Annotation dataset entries
== == ==
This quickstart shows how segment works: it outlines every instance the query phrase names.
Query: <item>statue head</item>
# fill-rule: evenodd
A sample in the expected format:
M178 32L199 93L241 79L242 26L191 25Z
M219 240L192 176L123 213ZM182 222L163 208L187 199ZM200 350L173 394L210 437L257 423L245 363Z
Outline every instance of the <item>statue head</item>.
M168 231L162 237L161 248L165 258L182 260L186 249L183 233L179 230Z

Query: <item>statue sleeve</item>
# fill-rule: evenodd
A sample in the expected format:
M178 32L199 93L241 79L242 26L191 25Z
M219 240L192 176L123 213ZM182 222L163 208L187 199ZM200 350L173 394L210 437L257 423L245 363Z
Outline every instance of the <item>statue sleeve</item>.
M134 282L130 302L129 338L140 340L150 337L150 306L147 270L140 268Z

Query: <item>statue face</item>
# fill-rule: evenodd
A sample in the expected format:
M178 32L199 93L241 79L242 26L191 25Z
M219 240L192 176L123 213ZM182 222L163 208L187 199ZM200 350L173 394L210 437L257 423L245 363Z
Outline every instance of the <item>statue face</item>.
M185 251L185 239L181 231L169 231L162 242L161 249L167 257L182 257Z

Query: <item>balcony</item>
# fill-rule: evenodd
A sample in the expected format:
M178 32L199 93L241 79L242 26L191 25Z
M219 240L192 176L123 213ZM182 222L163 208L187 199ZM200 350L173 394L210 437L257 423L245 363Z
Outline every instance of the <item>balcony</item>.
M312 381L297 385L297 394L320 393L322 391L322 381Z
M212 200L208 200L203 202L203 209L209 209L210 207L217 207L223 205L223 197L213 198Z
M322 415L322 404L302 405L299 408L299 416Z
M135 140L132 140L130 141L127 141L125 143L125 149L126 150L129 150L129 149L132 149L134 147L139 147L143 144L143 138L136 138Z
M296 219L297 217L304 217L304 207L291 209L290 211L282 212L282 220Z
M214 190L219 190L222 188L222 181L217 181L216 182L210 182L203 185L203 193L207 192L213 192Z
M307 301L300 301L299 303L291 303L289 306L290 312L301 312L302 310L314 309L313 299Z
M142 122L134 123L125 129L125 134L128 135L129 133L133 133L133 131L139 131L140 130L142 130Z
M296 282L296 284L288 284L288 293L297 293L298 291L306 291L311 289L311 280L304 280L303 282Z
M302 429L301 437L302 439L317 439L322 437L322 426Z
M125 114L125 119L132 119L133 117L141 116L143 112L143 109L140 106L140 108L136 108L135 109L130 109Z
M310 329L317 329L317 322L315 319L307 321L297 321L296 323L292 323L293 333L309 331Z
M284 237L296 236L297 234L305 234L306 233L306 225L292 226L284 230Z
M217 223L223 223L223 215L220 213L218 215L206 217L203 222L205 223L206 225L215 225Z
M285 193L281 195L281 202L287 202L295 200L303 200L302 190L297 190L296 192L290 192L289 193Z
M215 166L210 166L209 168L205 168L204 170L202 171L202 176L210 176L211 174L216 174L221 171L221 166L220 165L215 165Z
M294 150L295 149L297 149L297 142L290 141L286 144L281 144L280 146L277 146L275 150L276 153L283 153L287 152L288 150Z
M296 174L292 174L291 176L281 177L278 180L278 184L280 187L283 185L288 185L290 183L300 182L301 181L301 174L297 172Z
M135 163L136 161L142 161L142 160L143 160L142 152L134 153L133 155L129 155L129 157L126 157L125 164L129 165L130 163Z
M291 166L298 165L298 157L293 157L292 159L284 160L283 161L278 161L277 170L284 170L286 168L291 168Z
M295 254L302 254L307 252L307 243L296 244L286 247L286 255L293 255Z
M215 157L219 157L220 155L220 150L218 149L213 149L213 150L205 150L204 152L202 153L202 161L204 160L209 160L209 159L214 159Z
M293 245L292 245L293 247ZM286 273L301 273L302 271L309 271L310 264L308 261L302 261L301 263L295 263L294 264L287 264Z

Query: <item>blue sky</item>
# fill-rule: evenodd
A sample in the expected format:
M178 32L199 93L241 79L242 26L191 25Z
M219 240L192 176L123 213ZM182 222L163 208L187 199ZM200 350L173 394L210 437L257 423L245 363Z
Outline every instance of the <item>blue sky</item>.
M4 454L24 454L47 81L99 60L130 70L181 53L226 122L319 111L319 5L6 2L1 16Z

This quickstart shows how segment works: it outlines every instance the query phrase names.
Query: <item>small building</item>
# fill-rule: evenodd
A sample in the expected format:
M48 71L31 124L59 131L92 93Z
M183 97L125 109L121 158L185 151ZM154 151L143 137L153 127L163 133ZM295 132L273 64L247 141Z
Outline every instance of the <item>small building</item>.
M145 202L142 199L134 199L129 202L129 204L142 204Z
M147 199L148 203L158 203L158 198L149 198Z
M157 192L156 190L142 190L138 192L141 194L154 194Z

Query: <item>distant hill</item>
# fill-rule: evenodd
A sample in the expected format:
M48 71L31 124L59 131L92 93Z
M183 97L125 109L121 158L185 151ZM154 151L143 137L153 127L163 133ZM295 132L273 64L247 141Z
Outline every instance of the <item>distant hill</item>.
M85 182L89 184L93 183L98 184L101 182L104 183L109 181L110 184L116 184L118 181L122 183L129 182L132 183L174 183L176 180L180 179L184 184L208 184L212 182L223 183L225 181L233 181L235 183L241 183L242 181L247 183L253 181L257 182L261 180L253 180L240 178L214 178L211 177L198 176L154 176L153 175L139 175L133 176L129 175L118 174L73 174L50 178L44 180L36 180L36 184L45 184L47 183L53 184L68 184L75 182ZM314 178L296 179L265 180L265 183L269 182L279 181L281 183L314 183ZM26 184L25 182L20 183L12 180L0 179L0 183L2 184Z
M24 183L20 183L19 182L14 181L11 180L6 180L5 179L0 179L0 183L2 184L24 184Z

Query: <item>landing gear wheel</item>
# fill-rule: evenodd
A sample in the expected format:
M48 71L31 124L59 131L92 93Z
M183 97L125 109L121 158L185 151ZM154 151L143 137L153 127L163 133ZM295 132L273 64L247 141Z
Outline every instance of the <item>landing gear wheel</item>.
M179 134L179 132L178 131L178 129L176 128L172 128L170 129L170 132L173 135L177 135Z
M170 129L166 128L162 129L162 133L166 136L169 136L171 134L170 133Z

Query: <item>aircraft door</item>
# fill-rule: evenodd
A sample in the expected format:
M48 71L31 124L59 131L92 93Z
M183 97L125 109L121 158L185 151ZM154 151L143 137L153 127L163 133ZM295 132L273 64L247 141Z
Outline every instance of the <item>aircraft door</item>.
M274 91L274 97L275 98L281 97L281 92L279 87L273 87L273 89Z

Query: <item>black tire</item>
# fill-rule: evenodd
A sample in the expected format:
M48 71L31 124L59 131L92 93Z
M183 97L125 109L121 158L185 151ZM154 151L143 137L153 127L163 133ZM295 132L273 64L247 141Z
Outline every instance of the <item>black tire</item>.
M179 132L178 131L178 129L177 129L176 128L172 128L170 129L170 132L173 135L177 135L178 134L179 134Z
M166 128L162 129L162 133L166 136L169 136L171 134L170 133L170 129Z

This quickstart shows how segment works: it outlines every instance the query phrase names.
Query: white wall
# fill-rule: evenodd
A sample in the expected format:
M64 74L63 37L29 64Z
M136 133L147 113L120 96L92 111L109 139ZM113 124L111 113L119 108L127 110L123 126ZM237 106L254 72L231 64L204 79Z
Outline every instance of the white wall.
== == ==
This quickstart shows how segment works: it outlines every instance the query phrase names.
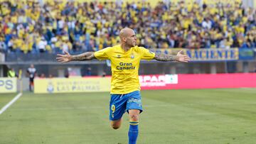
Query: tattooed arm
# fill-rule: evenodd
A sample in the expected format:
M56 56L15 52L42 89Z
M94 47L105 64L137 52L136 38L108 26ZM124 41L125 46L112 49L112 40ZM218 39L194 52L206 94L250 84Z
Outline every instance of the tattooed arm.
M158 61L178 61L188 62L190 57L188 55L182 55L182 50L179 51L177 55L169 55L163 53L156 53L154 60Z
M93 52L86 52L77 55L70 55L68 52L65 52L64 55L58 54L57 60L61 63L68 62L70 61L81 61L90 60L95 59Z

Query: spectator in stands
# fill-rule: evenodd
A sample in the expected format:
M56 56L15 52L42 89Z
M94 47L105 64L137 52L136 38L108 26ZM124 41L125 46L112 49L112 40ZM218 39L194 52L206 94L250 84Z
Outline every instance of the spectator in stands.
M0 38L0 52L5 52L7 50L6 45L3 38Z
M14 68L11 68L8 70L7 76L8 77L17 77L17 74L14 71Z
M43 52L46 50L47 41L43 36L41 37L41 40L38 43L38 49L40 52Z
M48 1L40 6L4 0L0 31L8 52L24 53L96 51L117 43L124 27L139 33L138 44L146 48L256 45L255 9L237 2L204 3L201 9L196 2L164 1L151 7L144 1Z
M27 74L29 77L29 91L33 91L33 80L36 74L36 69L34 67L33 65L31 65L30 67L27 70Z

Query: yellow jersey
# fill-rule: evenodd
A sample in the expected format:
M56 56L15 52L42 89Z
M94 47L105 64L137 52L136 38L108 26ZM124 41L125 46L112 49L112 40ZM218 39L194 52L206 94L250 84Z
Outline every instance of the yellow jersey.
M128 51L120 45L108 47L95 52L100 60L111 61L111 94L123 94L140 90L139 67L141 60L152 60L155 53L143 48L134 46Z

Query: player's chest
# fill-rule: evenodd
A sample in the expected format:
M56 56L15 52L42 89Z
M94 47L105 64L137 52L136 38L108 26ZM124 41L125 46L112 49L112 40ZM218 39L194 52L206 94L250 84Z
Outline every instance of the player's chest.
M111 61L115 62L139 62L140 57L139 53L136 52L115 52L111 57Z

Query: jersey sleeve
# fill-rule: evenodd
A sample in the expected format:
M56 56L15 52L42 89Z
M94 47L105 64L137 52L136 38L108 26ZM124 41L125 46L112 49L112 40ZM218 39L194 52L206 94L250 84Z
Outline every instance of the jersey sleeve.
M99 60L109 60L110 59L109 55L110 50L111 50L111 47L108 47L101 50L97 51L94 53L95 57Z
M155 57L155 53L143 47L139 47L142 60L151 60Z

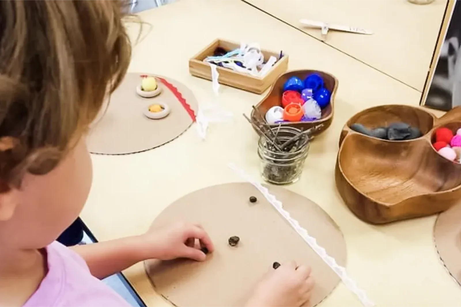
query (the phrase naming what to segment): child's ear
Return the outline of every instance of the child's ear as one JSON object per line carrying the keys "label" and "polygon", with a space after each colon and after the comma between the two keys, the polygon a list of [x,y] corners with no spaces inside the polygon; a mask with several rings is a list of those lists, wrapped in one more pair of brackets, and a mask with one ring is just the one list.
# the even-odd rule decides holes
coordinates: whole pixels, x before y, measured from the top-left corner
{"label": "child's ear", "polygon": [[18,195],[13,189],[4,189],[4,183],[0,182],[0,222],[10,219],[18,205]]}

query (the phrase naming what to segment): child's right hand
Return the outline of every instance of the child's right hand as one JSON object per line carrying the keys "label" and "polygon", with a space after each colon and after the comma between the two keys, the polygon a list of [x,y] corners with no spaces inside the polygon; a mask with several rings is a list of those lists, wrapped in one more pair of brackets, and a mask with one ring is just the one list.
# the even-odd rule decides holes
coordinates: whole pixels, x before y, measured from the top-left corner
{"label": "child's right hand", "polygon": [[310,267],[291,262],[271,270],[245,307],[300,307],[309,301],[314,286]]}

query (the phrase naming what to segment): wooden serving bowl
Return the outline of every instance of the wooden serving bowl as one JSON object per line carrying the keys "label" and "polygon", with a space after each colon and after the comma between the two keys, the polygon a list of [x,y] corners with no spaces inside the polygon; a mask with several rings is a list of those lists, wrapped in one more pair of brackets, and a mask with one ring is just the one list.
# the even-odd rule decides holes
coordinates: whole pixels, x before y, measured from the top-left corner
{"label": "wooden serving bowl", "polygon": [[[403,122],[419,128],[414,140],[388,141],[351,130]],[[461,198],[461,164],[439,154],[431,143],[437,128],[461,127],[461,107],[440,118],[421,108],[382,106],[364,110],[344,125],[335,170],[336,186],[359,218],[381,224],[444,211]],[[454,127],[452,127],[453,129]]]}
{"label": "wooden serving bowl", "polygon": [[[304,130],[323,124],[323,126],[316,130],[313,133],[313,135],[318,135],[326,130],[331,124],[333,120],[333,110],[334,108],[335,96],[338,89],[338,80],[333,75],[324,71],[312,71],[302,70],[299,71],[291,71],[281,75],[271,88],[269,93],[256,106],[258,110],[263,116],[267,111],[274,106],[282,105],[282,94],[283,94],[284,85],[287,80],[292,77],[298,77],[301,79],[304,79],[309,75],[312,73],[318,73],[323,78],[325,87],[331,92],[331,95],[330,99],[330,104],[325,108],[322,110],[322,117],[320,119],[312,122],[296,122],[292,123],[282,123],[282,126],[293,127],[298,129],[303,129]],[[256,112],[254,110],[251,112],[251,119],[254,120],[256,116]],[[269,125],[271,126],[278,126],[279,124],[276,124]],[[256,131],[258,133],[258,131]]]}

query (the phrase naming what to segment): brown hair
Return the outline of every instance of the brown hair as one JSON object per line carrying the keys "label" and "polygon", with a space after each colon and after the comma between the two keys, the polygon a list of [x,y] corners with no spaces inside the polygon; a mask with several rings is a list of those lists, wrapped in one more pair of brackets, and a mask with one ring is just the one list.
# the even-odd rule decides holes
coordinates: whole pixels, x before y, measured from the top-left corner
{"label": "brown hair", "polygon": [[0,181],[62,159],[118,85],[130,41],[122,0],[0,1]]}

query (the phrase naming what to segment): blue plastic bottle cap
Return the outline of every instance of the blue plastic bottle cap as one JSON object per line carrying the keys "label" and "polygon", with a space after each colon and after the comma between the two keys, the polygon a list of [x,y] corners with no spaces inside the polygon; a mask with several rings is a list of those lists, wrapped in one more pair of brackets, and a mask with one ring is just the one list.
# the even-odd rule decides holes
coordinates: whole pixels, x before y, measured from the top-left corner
== == ==
[TASK REQUIREMENTS]
Render the data lines starting at the line containing "Query: yellow jersey" and ending at the line containing "M111 61L115 62L139", both included, as a Markdown table with columns Row and Data line. Omit blank lines.

[THE OUTPUT]
| Row | Data line |
|---|---|
| 1 | Query: yellow jersey |
| 2 | # fill-rule: evenodd |
| 3 | A sample in the expected format: |
| 4 | M56 56L15 52L42 89Z |
| 5 | M94 47L105 64L137 52L136 38L108 26ZM124 41L125 46L112 49L112 40ZM218 39L194 52L206 94L250 84Z |
| 6 | Outline every instance of the yellow jersey. |
| 7 | M128 51L120 45L108 47L95 52L100 60L111 61L111 94L123 94L140 90L139 67L141 60L152 60L155 53L143 48L134 46Z |
| 8 | Query: player's chest |
| 9 | # fill-rule: evenodd |
| 10 | A sample in the expected format: |
| 11 | M56 56L15 52L42 89Z |
| 12 | M94 47L105 64L137 52L136 38L108 26ZM124 41L125 46L112 49L112 40ZM218 39L194 52L206 94L250 84Z |
| 13 | Outline every instance of the player's chest. |
| 14 | M111 61L115 62L139 62L140 57L139 53L136 52L115 52L111 57Z |